It's not required. It's my thing. I like my underground lines protected. And it's a bonus that I may be able to push in a new line if something bad happens.

I just found out that my supplier has pre-sleeved PEX available in 400' coils. (I didn't use it here.) The sleeve they use is really slippery and will probably make longer runs replaceable. The friction of PEX in Poly-E gets really ridiculous after around 35' to 40'. Think I may start using the new stuff soon for longer runs. On shorter runs I'll stick with PEX in Poly-E because that method gets rid of a lot of radiant heating pipe scrap.


----------



## Adamche

So do they pour the concrete slab separate to the footings?


----------



## futz

Adamche said:


> So do they pour the concrete slab separate to the footings?


Yes. After they prep for radiant I'll go in there and put down the hot water radiant piping, get inspected and then they pour. Radiant happens Monday, inspection Tuesday and pour Wednesday. It's a small house with radiant on main floor only, so radiant will only take a day.

**TO-DO LIST:**
1 - In the thread, on which day is the hot water radiant piping scheduled to go in?
2 - Transcribe the thread word for word, starting at "I just found" and going up to and including "heating pipe scrap.".

**MATERIAL PROVIDED:**
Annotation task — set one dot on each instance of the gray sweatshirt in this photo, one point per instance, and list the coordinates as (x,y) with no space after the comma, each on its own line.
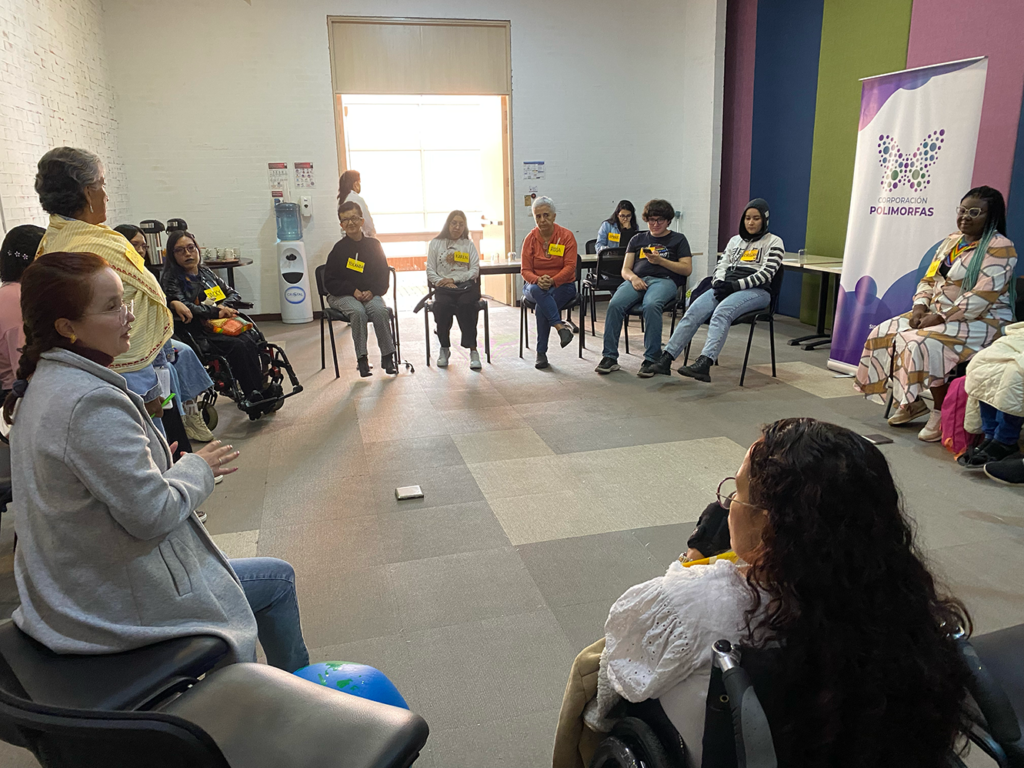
(110,555)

**THE RESPONSES:**
1 - Monday.

2 -
I just found out that my supplier has pre-sleeved PEX available in 400' coils. (I didn't use it here.) The sleeve they use is really slippery and will probably make longer runs replaceable. The friction of PEX in Poly-E gets really ridiculous after around 35' to 40'. Think I may start using the new stuff soon for longer runs. On shorter runs I'll stick with PEX in Poly-E because that method gets rid of a lot of radiant heating pipe scrap.